» Study questions
**a.** In the passage about South Africa's SETAs, what portion of the country's SETAs received adverse audits from the Auditor-General while Nzimande was in charge?
**b.** Copy out the passage about South Africa's SETAs from "Under the former" up to and including "and their associates.".
**c.** Write what comes next in the passage about South Africa's SETAs, picking up after its final sentence.

Under the former Minister, Dr Blade Nzimande, SETAs were filled with boards comprising comrades from the Struggle, whose disastrous impact has hindered skills training but enriched many through unscrupulous means, without facing the consequences. Half of the country's 21 SETAs previously received adverse audits from the Auditor-General when Nzimande was in charge.
Most alarming, however, is that the SETAs were meant to transform the fortunes of the country's youth. Instead, it enriched those running SETAs and their associates.
His successor, Dr Nobuhle Nkabane, a former deputy under Gwede Mantashe, angered political rivals when she appointed the son of her former boss as a SETA Chair before protests forced her to withdraw the decision. She claimed an advisory board helped her make the choice, but in an age of transparency, she showed none, resulting in the president putting pressure on the gum-chewing Minister to do the right thing.

» Information shown
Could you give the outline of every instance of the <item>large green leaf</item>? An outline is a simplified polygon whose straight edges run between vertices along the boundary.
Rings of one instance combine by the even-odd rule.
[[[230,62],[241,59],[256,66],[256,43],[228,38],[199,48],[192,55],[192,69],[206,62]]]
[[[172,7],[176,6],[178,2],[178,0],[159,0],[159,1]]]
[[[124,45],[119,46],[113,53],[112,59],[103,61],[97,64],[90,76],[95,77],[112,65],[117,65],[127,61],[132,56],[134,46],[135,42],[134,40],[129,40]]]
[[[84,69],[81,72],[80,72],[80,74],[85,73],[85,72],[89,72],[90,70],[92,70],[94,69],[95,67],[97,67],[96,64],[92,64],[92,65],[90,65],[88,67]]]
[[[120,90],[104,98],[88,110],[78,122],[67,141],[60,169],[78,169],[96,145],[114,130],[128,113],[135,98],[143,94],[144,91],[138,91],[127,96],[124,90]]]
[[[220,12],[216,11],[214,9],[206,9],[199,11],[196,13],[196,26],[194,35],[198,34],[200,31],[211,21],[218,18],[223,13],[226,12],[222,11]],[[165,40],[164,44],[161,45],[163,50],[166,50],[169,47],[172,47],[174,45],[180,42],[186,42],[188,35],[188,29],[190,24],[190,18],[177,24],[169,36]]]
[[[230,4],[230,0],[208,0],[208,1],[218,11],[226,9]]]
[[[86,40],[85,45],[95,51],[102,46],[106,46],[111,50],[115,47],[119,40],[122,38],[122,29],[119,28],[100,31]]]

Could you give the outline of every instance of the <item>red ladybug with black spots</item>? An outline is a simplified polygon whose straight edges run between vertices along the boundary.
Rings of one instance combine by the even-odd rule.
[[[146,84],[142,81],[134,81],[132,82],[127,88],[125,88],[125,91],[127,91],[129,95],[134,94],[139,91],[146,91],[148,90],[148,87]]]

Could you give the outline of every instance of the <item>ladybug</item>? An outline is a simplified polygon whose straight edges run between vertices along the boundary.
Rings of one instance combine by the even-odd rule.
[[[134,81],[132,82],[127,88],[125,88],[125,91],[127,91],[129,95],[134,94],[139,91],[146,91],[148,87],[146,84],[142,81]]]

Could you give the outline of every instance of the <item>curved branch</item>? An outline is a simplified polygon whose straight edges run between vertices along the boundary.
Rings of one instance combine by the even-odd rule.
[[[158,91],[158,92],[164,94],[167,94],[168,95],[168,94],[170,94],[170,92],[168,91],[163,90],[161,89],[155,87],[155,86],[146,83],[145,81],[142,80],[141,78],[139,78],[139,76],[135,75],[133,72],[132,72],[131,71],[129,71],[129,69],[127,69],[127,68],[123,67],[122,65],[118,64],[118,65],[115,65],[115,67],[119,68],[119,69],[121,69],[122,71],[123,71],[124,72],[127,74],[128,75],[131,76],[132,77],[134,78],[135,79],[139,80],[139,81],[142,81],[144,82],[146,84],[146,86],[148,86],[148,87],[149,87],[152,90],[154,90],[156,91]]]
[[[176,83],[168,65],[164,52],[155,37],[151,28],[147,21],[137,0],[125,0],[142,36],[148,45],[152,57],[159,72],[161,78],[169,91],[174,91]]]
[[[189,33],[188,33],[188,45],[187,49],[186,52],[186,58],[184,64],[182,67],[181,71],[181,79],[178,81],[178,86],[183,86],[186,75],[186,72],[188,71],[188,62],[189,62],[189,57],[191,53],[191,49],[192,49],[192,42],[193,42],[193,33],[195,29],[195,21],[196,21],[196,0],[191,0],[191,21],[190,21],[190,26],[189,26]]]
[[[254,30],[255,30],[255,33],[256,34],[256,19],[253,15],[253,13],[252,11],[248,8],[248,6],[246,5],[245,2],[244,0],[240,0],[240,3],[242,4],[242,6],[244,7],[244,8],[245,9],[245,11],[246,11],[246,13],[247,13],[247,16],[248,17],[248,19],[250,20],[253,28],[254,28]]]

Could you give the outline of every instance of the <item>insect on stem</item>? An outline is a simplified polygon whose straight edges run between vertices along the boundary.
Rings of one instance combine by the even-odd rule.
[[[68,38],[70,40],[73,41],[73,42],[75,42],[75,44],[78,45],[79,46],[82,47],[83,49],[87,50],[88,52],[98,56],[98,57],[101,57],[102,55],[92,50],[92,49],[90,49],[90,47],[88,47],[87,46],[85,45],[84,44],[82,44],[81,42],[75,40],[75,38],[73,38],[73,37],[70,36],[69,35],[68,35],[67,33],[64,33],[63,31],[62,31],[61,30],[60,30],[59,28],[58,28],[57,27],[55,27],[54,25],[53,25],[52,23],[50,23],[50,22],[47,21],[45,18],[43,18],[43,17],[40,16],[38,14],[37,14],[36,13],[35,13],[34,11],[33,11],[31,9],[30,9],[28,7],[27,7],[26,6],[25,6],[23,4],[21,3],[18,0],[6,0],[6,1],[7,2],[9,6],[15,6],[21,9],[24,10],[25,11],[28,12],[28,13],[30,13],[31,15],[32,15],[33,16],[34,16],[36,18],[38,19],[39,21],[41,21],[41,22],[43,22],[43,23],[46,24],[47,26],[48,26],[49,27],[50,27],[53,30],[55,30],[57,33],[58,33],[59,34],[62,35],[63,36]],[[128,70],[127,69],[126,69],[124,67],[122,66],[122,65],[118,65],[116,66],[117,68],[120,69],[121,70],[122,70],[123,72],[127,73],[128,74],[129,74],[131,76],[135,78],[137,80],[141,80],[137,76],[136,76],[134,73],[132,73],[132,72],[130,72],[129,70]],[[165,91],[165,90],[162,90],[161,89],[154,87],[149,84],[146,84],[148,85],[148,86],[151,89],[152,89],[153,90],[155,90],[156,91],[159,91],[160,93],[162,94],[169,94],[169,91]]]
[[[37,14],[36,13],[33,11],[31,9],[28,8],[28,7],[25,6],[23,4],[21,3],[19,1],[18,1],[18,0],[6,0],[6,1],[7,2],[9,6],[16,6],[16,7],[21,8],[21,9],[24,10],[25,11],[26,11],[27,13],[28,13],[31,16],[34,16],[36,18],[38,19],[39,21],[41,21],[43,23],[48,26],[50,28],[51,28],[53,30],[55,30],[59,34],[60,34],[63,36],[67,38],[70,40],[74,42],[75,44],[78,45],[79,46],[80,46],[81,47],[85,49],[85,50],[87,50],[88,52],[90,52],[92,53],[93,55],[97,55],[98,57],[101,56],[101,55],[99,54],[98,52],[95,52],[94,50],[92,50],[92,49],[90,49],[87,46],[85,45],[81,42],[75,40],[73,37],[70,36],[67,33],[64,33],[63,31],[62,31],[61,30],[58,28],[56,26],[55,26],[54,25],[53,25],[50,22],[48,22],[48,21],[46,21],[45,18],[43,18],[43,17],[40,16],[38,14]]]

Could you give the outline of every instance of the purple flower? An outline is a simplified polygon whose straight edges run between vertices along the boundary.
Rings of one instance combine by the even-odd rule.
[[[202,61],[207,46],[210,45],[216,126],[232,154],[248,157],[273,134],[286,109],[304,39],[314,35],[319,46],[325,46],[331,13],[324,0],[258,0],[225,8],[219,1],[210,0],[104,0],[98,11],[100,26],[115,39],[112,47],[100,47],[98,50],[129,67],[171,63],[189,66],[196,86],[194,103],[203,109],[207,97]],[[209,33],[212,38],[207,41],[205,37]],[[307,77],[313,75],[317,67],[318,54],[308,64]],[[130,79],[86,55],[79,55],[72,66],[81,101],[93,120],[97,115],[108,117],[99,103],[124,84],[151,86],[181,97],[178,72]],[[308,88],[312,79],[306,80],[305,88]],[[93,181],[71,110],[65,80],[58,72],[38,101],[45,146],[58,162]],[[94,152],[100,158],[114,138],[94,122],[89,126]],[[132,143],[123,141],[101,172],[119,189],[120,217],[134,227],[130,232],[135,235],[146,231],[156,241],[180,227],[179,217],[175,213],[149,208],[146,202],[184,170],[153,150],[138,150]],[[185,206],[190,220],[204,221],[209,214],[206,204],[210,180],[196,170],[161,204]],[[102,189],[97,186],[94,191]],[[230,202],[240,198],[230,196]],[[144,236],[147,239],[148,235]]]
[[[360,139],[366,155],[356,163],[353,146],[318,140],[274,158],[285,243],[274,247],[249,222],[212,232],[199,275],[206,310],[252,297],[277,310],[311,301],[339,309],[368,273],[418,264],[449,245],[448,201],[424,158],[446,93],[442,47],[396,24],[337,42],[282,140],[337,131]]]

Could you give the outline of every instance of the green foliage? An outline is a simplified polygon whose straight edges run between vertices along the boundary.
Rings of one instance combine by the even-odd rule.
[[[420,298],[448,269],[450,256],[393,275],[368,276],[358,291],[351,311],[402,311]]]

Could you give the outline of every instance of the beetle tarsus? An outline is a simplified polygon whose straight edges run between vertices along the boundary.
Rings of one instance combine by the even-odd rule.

» Task-by-task outputs
**a.** Half of the country's 21 SETAs.

**b.**
Under the former Minister, Dr Blade Nzimande, SETAs were filled with boards comprising comrades from the Struggle, whose disastrous impact has hindered skills training but enriched many through unscrupulous means, without facing the consequences. Half of the country's 21 SETAs previously received adverse audits from the Auditor-General when Nzimande was in charge.
Most alarming, however, is that the SETAs were meant to transform the fortunes of the country's youth. Instead, it enriched those running SETAs and their associates.

**c.**
Politics is about serving the citizens of South Africa, not the party and friends. Politicians must put the people first. However, Nkabane undermines citizens by having a non-existent advisory board where a real board of experts could have helped ensure that South Africa's youth finally benefit from the skills revolution.
Former higher education ministers had advisors whose counsel they trusted. Nkabane must secure the help of many learned people available. Otherwise, the comrades will lead her astray.
Nkabane has highlighted the pressing issue of youth unemployment, insisting that SETAS must respond to the rapid pace of industry change.
However, suppose she needed reminding of the dire need to transform the fortunes of youth. In that case, it will not come from youth pensioners such as Julius Malema, Fikile Mbalula, or the recently put to pasture Floyd Shivambu.
The answer lies in the voices of young people who are fed up with political rhetoric, not just the noise from the trio of former youth league officials.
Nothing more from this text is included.